Nautical know-it-alls: Are the hulls of big, modern metal ships utterly watertight?

I assume that back in the days of yore, the hulls of large oceangoing wooden ships and even riveted steel ships were not 100% watertight. They probably had small, harmless leaks that were just the nature of the beast, right?

Well, what about today’s welded-seam naval and cruise ships? My first guess would be that, of course, they are utterly watertight. But that’s an aweful lot of underwater acreage down there, and all it takes is a tiny pinhole from a bad weld or a rusty cavity to let in some water.

I’m not a nautical expert but … the shafts for the screws and the rudder control mechanism have to come through packing glands out of the hull and it’s awfully hard to keep such gland seals from leaking forever. Also, many modern ships have little maneuvering engines and screws so they can move around in docking, and there are stabilizing surfaces that keep the ship from rolling on rough weather, etc. The hull has quite a few holes in it.

Water is going to get into a steel hulled vessel just like it would get into a wooden hulled vessel or any other vessel. There are different vectors for this, but the result is the same. So, all ships have bildge pumps.

1/ Deliberate openings.

I’ve never heard of the rudder stock leaking. It is often above the water line.

The seals on the main shaft(s) are in an oil bath maintained at a positive pressure. If the seals leak, you get water in the oil, but I’ve never heard of the seals being in such bad shape that you get water back into the E/R. In fact, before that occurs, oil will be leaking out of the seals into the sea, which will result in the vessel being prosecuted and fined in any first world nation. I acted for a vessel involved in a significant brouhaha because of such a problem, recently.

David Simmons mentions bow thrusters. I don’t know if the seals on them leak. I suspect the same issues arise as for the main shaft(s).

Seawater lines with valves and joints may leak somewhat, which is not quite the same as the hull leaking but amounts to the same thing I suppose.

Overall, leaks through deliberate hull openings would be rare, but I certainly wouldn’t say that no ship is in poor enough shape for leakage to occur.

2/ Bad welds and corrosion: these do occur, but rarely. Any noticed would raise eyebrows and be fixed pretty promptly, particularly if into a dry space. It’s not so much that they would endanger the ship in themselves as that corrosion or defects that are that bad are going to cause very serious questions to be asked.

I suppose a small leak into a water ballast tank (and the areas directly adjacent to the waterline are often water ballast tanks) could go undetected for a fair while, particularly if the leak is slow enough to not make any appreciable difference to the levels in the tank.

[Detection examples]
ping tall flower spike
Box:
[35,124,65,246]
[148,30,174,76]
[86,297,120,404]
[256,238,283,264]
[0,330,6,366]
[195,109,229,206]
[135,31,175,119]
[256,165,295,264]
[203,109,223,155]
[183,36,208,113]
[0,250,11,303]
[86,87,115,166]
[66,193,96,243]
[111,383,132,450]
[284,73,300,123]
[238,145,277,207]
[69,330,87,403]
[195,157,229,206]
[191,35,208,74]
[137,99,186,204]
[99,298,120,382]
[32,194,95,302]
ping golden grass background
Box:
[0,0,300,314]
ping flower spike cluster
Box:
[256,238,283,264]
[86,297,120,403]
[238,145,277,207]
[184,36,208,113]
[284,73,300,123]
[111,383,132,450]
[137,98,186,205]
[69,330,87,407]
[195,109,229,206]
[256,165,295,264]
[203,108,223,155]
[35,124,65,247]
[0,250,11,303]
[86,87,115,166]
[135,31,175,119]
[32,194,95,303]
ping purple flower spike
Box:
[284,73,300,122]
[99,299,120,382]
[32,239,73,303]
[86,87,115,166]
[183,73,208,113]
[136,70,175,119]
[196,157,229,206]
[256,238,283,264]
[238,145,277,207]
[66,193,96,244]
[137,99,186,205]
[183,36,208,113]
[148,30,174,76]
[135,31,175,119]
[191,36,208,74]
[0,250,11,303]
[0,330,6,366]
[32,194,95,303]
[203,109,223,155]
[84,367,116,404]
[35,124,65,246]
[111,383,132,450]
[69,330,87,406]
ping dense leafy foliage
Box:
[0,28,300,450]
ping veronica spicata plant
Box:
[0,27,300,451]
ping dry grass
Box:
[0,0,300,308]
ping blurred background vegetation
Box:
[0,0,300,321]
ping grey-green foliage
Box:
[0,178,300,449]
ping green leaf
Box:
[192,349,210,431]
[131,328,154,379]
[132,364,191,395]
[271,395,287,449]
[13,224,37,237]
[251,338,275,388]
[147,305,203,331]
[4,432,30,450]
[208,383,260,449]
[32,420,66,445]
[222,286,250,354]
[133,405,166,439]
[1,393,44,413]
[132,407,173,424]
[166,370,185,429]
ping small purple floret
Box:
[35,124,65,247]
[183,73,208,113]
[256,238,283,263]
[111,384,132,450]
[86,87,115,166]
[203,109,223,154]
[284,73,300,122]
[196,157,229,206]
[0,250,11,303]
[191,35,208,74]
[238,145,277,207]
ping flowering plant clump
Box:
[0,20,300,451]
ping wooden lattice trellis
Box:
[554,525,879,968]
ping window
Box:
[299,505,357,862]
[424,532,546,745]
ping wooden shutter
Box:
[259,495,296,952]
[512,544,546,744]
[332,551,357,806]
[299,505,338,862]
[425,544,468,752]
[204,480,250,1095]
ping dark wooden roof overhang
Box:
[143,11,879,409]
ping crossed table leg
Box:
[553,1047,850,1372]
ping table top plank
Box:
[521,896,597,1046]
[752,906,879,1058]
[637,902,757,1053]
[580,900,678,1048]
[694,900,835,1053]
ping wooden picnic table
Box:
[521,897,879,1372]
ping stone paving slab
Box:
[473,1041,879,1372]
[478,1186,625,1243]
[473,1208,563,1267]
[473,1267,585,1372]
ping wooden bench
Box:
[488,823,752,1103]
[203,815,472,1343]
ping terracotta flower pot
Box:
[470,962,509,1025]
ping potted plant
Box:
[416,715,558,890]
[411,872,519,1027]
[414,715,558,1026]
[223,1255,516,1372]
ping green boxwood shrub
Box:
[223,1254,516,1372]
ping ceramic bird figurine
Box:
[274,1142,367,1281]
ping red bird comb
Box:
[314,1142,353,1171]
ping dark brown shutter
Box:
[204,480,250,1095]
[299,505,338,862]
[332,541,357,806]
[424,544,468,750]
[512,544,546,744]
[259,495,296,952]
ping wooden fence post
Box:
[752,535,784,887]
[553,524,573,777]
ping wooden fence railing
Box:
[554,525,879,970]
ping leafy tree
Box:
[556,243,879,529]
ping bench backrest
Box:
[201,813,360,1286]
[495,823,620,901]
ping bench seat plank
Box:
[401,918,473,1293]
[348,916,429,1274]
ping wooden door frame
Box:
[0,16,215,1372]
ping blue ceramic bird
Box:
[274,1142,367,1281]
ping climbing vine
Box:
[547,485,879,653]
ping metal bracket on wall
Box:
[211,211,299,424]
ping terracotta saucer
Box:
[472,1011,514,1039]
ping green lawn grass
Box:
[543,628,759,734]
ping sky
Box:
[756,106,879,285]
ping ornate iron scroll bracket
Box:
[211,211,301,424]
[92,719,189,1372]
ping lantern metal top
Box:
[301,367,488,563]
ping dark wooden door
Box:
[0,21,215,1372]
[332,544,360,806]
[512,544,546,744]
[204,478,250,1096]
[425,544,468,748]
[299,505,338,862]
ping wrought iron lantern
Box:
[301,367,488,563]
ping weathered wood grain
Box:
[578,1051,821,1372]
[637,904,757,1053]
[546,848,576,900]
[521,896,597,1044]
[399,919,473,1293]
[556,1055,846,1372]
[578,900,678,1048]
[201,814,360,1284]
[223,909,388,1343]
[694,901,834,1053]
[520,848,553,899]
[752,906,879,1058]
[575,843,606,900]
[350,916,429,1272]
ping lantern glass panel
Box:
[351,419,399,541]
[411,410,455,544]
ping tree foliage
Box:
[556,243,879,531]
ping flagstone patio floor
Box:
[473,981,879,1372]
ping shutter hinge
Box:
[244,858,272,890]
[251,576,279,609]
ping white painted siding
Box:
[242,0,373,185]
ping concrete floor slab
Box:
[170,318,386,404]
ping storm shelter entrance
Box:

* _BRIEF 1_
In the passage on ship hulls, what are the seals on the main shafts kept in?
* _BRIEF 2_
Rewrite the part of the rows that opens with the line containing "ping weathered wood grain" and runs through the end of the rows, both ends included, with every box coordinate shifted by -71. Keep the requests as they are.

* _WORKED SOLUTION 1_
An oil bath maintained at a positive pressure.

* _WORKED SOLUTION 2_
ping weathered wood grain
Box:
[507,980,750,1301]
[566,833,686,982]
[475,777,505,829]
[450,825,526,973]
[328,848,402,1222]
[485,984,775,1301]
[507,829,607,977]
[130,743,289,1213]
[152,838,317,1272]
[623,830,763,982]
[449,777,482,828]
[681,835,808,987]
[504,772,535,829]
[279,845,358,1201]
ping lantern glass panel
Box:
[280,348,328,470]
[340,339,384,473]
ping tree foliage
Box:
[485,172,808,460]
ping flagstone patio floor
Box:
[402,910,808,1301]
ping shutter hinge
Box:
[173,787,201,819]
[180,505,208,538]
ping white painted siding
Box:
[171,-71,302,114]
ping concrete floor slab
Box:
[99,247,315,333]
ping storm shelter entrance
Box:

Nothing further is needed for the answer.